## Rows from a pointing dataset
* Begin *

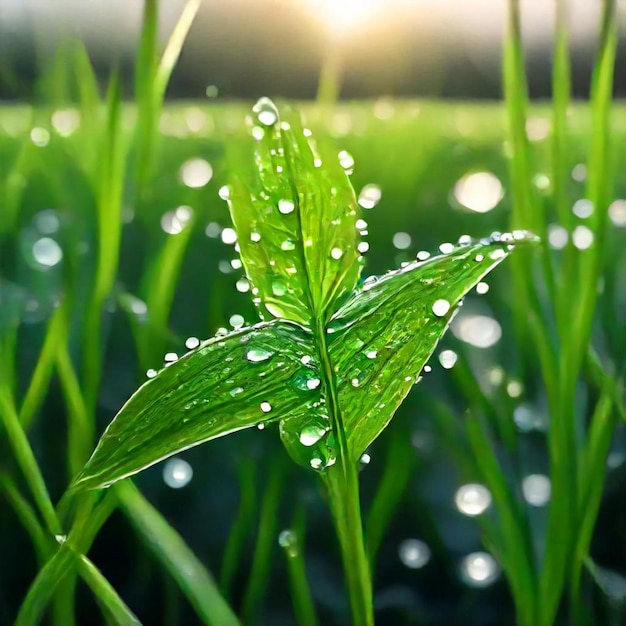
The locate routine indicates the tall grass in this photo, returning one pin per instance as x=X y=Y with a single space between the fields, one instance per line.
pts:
x=554 y=306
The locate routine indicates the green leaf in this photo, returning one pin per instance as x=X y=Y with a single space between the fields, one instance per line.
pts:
x=228 y=383
x=168 y=546
x=385 y=334
x=295 y=216
x=382 y=337
x=326 y=371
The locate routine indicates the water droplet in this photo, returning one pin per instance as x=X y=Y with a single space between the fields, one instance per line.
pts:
x=266 y=112
x=47 y=222
x=536 y=489
x=479 y=569
x=448 y=358
x=414 y=553
x=229 y=236
x=47 y=252
x=177 y=473
x=402 y=241
x=289 y=541
x=497 y=254
x=472 y=499
x=346 y=160
x=311 y=434
x=369 y=196
x=191 y=343
x=479 y=192
x=440 y=307
x=242 y=285
x=236 y=321
x=256 y=355
x=213 y=230
x=478 y=330
x=196 y=173
x=279 y=287
x=286 y=206
x=514 y=388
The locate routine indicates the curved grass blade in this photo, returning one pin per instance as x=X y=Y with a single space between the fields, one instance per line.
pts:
x=167 y=545
x=224 y=385
x=295 y=217
x=383 y=336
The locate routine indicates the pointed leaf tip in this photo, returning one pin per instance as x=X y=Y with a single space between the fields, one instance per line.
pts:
x=226 y=384
x=295 y=213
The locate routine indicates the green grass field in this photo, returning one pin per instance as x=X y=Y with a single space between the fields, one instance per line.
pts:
x=113 y=253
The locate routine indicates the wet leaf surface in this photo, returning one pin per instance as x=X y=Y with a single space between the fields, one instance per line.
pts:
x=370 y=348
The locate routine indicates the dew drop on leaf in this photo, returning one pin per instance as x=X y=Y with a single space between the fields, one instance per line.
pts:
x=266 y=112
x=279 y=288
x=311 y=434
x=286 y=206
x=440 y=307
x=256 y=355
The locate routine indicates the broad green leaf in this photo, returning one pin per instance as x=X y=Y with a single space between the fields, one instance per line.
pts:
x=380 y=340
x=383 y=336
x=295 y=215
x=228 y=383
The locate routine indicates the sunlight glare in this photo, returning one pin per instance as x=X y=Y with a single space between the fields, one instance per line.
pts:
x=340 y=16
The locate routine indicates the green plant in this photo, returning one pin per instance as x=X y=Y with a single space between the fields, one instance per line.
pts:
x=109 y=165
x=333 y=365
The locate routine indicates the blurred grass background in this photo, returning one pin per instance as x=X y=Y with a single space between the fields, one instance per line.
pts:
x=112 y=254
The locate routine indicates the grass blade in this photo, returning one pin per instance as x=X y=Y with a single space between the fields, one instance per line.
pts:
x=107 y=597
x=169 y=548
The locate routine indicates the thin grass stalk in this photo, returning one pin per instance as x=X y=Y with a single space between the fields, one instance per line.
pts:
x=303 y=605
x=240 y=526
x=266 y=540
x=397 y=472
x=342 y=483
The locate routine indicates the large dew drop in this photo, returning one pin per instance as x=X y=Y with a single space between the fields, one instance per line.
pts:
x=266 y=112
x=311 y=434
x=256 y=355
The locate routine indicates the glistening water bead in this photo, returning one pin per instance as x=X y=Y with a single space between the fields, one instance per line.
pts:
x=256 y=355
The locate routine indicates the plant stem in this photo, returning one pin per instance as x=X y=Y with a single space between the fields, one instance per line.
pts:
x=343 y=493
x=342 y=483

* End *

## Problem to solve
Rename "pin" to "marker" in the records from the line with "The locate routine indicates the green leaf" to the line with "x=514 y=388". Give back only those lines, with nothing else changed.

## Solution for this task
The locate routine indicates the green leaf in this photo, returning one marker per instance as x=X y=Y with a single space between the fields, one instance per line.
pts:
x=228 y=383
x=168 y=546
x=385 y=334
x=295 y=216
x=382 y=337
x=326 y=371
The locate routine indicates the water droplet in this photo, returning one marker per instance as x=X y=Y with a single space between the fields, one instance per line.
pts:
x=266 y=112
x=47 y=222
x=536 y=489
x=479 y=569
x=448 y=358
x=414 y=553
x=229 y=236
x=47 y=252
x=177 y=473
x=402 y=241
x=289 y=541
x=497 y=254
x=472 y=499
x=346 y=160
x=311 y=434
x=369 y=196
x=191 y=343
x=479 y=192
x=440 y=307
x=242 y=285
x=236 y=321
x=256 y=355
x=213 y=230
x=478 y=330
x=196 y=173
x=279 y=287
x=286 y=206
x=514 y=388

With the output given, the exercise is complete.